__Given passage__:

LINGUIST List 9.196

Mon Feb 9 1998

Calls: Human-Computer Studies,Translingual Information

Editor for this issue: Anita Huang <>

Please do not use abbreviations or acronyms for your conference unless you explain them in your text. Many people outside your area of specialization will not recognize them. Also, if you are posting a second call for the same event, please keep the message short. Thank you for your cooperation.


  1. Kristiina Jokinen, 2nd CFP: IJHCS Special Issue
  2. Nancy M. Ide, ACL Workshop on Translingual Information Management

Message 1: 2nd CFP: IJHCS Special Issue

Date: Mon, 09 Feb 1998 11:28:03 +0900
From: Kristiina Jokinen <>
Subject: 2nd CFP: IJHCS Special Issue

			Call for Papers

 The International Journal of Human-Computer Studies

	 will publish a special issue on the theme

 Collaboration, Cooperation and Conflict in Dialogue Systems

This special issue is devoted to theoretical and empirical studies of
cooperation and collaboration in dialogue systems, addressing problems
specific to dialogue management. It is associated with the workshop on
the same theme held at IJCAI-97 in Nagoya but seeks submissions from
all researchers who have been working on the topic, not just the
workshop participants.

__Instructions__:
(a) Rewrite the LINGUIST List issue, starting at the words "will publish a" and stopping after "workshop participants.", with "special issue" replaced by "themed issue".
(b) Name every person mentioned in the LINGUIST List issue.
(c) Write what comes next in the LINGUIST List issue after its last line.

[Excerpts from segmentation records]
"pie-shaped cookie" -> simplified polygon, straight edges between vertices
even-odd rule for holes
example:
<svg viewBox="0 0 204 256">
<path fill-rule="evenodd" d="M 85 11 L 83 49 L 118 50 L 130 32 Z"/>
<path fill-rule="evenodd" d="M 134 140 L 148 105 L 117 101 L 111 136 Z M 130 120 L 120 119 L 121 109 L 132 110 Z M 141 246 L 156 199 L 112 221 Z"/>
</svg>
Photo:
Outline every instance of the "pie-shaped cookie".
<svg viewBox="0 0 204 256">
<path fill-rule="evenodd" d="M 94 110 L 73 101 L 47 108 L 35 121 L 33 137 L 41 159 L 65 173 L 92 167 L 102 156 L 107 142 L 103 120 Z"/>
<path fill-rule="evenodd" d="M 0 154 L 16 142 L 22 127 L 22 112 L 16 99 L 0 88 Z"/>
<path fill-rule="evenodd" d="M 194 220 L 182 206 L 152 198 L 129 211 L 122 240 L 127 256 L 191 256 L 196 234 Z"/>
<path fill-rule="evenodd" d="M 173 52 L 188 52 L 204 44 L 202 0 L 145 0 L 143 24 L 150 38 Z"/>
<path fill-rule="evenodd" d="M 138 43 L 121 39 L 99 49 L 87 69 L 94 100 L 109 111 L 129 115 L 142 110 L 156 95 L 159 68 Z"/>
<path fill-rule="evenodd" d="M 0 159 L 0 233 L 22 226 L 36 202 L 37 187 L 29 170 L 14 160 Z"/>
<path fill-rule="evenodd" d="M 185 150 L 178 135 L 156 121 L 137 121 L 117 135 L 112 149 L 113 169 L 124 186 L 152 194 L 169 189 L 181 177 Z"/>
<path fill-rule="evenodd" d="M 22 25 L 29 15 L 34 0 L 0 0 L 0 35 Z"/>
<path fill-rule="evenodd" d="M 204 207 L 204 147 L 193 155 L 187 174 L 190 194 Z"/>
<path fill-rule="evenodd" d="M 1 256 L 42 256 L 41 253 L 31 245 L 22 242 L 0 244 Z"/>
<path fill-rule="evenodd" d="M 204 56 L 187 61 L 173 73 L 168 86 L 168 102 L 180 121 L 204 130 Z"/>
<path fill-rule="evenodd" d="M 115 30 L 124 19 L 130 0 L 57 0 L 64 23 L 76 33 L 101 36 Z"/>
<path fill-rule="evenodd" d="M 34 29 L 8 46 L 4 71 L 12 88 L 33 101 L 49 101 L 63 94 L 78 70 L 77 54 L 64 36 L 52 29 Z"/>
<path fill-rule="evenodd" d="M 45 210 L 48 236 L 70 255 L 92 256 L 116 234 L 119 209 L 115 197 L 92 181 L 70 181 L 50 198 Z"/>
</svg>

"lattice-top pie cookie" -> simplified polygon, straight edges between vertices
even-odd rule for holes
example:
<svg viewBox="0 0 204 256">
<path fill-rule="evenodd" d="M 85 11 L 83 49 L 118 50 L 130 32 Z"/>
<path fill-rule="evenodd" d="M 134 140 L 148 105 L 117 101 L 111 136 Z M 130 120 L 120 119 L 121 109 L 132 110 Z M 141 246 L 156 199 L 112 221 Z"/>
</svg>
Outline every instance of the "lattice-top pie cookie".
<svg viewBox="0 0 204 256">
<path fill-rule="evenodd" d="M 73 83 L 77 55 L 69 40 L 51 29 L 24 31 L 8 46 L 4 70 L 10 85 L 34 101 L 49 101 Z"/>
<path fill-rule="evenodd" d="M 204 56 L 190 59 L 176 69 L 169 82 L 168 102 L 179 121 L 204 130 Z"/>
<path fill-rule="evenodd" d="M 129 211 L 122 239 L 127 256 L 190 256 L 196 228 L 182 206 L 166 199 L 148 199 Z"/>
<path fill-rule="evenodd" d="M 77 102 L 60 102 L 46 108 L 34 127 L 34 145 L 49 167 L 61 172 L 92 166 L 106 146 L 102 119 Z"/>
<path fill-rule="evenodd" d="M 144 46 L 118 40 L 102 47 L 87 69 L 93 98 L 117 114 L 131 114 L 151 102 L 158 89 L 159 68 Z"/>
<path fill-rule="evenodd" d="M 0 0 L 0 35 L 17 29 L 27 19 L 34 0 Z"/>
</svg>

__Response list__:
(a)
will publish a themed issue on the theme

 Collaboration, Cooperation and Conflict in Dialogue Systems

This themed issue is devoted to theoretical and empirical studies of
cooperation and collaboration in dialogue systems, addressing problems
specific to dialogue management. It is associated with the workshop on
the same theme held at IJCAI-97 in Nagoya but seeks submissions from
all researchers who have been working on the topic, not just the
workshop participants.

(b) Anita Huang, Kristiina Jokinen, Nancy M. Ide

(c)
Work on autonomous cooperative systems has shown the importance of
collaboration in different domains: besides collaborating with users
to provide requested information and to solve their problems, the
systems should also be able to collaborate with other specialist
intelligent systems (as in multi-agent infrastructures, for
example). Also, research in natural language dialogue has brought new
insights about collaboration: how mutual belief is established in
dialogue (and, consequently, task) fulfillment, as well as how to
cooperate to enable successful communication between the conversants.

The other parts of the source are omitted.